## EXERCISE
Reproduce every row below word for word, leaving the pictures out of your answer.

## SUPPLIED INFORMATION
"""

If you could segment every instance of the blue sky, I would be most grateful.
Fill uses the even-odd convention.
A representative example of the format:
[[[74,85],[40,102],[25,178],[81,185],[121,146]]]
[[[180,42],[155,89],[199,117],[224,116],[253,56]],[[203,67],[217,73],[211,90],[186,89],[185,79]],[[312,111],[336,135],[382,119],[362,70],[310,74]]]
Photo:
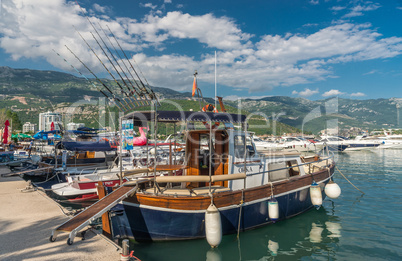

"""

## REPLY TO THE EXERCISE
If you could segment every instance of the blue sky, I would be most grateful.
Fill uses the even-odd convention.
A representative example of the format:
[[[74,85],[40,102],[25,178],[81,185],[121,146]]]
[[[180,42],[155,89],[199,117],[224,116],[253,56]],[[203,67],[217,73],[211,90],[186,89],[185,79]],[[312,111],[336,135],[382,119],[362,70],[310,74]]]
Photo:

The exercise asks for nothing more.